• What to produce: Beneath this sentence is a set of records; write each of them out exactly.

• Supplied material:
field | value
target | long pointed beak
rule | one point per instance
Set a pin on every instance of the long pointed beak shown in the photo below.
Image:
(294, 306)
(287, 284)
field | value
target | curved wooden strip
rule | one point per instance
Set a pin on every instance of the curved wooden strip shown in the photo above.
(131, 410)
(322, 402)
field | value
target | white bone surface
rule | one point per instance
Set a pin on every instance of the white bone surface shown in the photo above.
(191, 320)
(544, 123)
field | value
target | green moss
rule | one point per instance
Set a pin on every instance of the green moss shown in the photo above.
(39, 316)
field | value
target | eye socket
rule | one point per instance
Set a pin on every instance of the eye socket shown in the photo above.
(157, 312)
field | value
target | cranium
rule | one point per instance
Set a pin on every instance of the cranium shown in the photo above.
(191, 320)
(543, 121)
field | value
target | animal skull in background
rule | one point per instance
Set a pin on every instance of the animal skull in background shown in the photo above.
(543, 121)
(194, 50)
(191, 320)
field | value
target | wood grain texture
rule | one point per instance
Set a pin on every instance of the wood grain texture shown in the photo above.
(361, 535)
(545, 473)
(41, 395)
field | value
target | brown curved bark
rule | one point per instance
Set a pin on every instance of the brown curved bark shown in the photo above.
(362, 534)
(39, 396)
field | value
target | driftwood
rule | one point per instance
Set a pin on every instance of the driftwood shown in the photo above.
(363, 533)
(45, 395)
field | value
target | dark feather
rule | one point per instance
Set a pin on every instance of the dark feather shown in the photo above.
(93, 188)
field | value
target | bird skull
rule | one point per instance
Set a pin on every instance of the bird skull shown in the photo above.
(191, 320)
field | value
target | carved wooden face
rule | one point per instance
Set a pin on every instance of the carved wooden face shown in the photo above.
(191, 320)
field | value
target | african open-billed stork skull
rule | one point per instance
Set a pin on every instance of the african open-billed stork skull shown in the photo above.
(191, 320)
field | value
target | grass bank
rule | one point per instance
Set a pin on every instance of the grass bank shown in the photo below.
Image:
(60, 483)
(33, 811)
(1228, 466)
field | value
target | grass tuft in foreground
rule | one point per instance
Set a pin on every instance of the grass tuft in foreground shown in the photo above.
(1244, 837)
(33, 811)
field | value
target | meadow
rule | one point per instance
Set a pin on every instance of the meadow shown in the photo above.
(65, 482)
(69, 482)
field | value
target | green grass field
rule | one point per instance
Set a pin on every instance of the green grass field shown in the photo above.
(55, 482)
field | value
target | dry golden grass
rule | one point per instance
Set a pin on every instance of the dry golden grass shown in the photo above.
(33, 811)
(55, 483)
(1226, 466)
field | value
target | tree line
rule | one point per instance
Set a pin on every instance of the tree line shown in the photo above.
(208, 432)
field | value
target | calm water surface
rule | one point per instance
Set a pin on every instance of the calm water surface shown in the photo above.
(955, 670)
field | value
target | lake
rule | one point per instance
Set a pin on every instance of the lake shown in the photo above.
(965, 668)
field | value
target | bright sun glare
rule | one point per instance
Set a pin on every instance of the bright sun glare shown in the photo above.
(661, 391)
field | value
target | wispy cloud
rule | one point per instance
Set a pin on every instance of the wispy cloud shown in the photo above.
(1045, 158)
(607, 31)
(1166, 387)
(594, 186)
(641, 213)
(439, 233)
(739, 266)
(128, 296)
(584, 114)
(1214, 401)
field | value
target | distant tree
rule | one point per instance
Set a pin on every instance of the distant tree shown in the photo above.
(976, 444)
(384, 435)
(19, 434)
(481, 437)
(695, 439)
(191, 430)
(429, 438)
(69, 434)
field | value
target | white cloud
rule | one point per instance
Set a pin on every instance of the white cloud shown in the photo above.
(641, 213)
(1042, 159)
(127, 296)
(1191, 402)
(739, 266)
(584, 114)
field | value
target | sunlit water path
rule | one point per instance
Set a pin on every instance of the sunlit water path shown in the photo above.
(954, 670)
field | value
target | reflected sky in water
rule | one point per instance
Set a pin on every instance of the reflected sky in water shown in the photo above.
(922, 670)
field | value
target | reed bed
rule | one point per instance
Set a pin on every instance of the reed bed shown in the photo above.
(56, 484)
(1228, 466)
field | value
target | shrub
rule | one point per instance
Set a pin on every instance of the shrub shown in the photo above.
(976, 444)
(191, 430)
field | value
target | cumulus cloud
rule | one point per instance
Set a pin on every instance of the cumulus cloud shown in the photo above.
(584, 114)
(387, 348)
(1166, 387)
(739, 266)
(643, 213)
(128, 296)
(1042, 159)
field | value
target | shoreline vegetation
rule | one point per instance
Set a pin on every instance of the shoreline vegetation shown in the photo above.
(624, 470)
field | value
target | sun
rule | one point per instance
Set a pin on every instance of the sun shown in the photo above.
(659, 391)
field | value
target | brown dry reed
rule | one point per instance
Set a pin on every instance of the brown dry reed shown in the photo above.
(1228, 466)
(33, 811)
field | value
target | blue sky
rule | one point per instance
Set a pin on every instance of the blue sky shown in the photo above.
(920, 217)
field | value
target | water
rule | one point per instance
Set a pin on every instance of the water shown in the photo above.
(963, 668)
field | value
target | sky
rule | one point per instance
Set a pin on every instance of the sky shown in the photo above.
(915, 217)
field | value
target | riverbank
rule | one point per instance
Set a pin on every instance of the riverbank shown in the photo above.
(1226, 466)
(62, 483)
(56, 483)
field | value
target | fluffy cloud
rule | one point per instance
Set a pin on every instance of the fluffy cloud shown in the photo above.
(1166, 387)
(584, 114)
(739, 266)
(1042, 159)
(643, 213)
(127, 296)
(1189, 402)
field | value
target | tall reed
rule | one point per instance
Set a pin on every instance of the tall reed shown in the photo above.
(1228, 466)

• Exercise solution:
field | value
target | long pointed beak
rule | one point per instance
Set a pin on every instance of the long pointed beak shown in the photo below.
Image:
(294, 306)
(287, 284)
field | value
target | curved wooden strip
rule | one point per instance
Set a pin on every instance of the curved wooden strip shown in the photo above.
(131, 410)
(322, 402)
field | value
target | white bone surface
rule | one point per instance
Set a pin on every instance of the white bone surface shown in the photo above.
(191, 320)
(544, 123)
field | value
target | green moss
rule | one point per instance
Set a pin on every instance of the green moss shown in the photo above.
(39, 316)
field | value
target | eye socket
rule | one point per instance
Set a pin on every instance of the eye socket shown in the photo above.
(157, 312)
field | value
target | cranium
rule | one point per instance
Set a pin on every instance of the cranium shown in the photo above.
(191, 320)
(543, 121)
field | value
target | animal skull in background
rule | one point per instance
Set a pin on every instance of the animal skull in background shown in the photo above.
(543, 121)
(194, 50)
(191, 320)
field | value
target | wood grain texture
rule | one point per instance
Set a pin on every instance of the wood grain texture shown in the photo above.
(361, 535)
(545, 473)
(41, 395)
field | value
target | brown curved bark
rule | one point per instance
Set a pin on every instance of the brown curved bark shown in the photo above.
(362, 534)
(39, 396)
field | value
target | driftwood
rule | one point per instance
Set a pin on every instance of the driftwood shown in the photo above.
(363, 533)
(45, 395)
field | value
target | dark feather
rule | one point per instance
Set a pin on every instance of the dark feather shown in the photo above.
(93, 188)
field | value
target | bird skull
rule | one point per instance
Set a pin on every instance of the bird skull shown in the photo above.
(191, 320)
field | value
target | carved wooden face
rule | one point per instance
Set a pin on every instance of the carved wooden face shown in the photo above.
(191, 320)
field | value
target | african open-billed stork skull
rule | one point per instance
Set a pin on every instance of the african open-billed stork skull shown in the photo above.
(191, 320)
field | value
target | grass bank
rule | one point per instance
Set a pin on every instance of the grass bank shown in the photo below.
Image:
(60, 483)
(33, 811)
(1228, 466)
field | value
target | grass tuft in foreground
rule | one point per instance
Set a pin on every instance of the grass tuft in foreground shown in the photo above.
(1244, 837)
(33, 811)
field | value
target | meadow
rule | one point per instance
Set a pin on every instance of the meadow shown in the photo above.
(65, 482)
(69, 482)
field | value
target | green grass field
rule | one point per instance
Set a pin on every instance of the green grass field shown in the photo above.
(55, 482)
field | value
target | dry golden grass
rule | one point per instance
Set a pin on every instance of the dry golden grass shown in the photo above.
(33, 811)
(55, 483)
(1226, 466)
field | value
target | tree line
rule | one point per instance
Set a pin on every instance of the tree line shown in the photo above.
(208, 432)
field | value
target | calm water surface
rule | one point per instance
Set a pin on every instance of the calm water surface shown in the photo above.
(955, 670)
field | value
target | lake
rule | one point per instance
Set a pin on every instance of the lake shown in the photo above.
(965, 668)
field | value
target | bright sun glare
rule | one point per instance
Set a pin on every instance of the bright sun glare shown in the photo above.
(661, 391)
field | value
target | wispy cloud
rule | one point per instance
Set a pin on every instance of the wispy cloud shown in the photo above.
(1045, 158)
(607, 31)
(1166, 387)
(594, 186)
(641, 213)
(439, 233)
(739, 266)
(128, 296)
(584, 114)
(1214, 401)
field | value
target | distant tree
rule | one point per instance
Set a pin on every instance of the distant tree shown in the photo above.
(976, 444)
(384, 435)
(19, 434)
(481, 437)
(695, 439)
(191, 430)
(429, 438)
(69, 434)
field | value
target | white cloud
rule | one point per instance
Set a pin on every instance of the white cloud shown in the photo above.
(641, 213)
(1042, 159)
(127, 296)
(1191, 402)
(739, 266)
(584, 114)
field | value
target | sunlit water path
rule | one point per instance
Set a pin on every instance of the sunlit water path shown in the photo above.
(954, 670)
field | value
target | reflected sky in water
rule | one point per instance
Set a pin on every instance of the reflected sky in water shown in the photo above.
(922, 670)
field | value
target | reed bed
rule | one point per instance
Set a pin on every instance of the reed bed shown in the photo above.
(56, 484)
(1228, 466)
field | value
target | shrub
rule | one point per instance
Set a pin on every instance of the shrub shown in the photo above.
(976, 444)
(191, 430)
field | value
target | cumulus cloud
rule | one point per instance
Set a pin on every instance of the cumulus cloud shown in the photo above.
(584, 114)
(387, 348)
(1166, 387)
(739, 266)
(643, 213)
(128, 296)
(1042, 159)
field | value
target | shoreline vegetation
rule | one point per instance
Set a pin on every instance of the shoreline vegetation shown in the photo above.
(624, 470)
field | value
target | sun
rule | one point per instance
Set a pin on every instance of the sun shown in the photo above.
(659, 391)
field | value
target | brown dry reed
rule | one point per instance
Set a pin on every instance of the brown dry reed shown in the photo above.
(1228, 466)
(33, 811)
field | value
target | blue sky
rule | one point per instance
Set a pin on every instance of the blue sky shown in the photo above.
(920, 217)
field | value
target | water
rule | one point per instance
Set a pin on every instance of the water shown in the photo above.
(963, 668)
field | value
target | sky
rule | one point per instance
Set a pin on every instance of the sky shown in the photo above.
(915, 217)
field | value
target | riverbank
rule | one point per instance
Set a pin on every instance of the riverbank shown in the photo above.
(1226, 466)
(62, 483)
(56, 483)
field | value
target | fluffy cloud
rule | one point per instance
Set a pin on every instance of the fluffy cloud shown in the photo above.
(1166, 387)
(584, 114)
(739, 266)
(1042, 159)
(643, 213)
(127, 296)
(1189, 402)
field | value
target | tall reed
rule | one point per instance
Set a pin on every instance of the tall reed shown in the photo above.
(1228, 466)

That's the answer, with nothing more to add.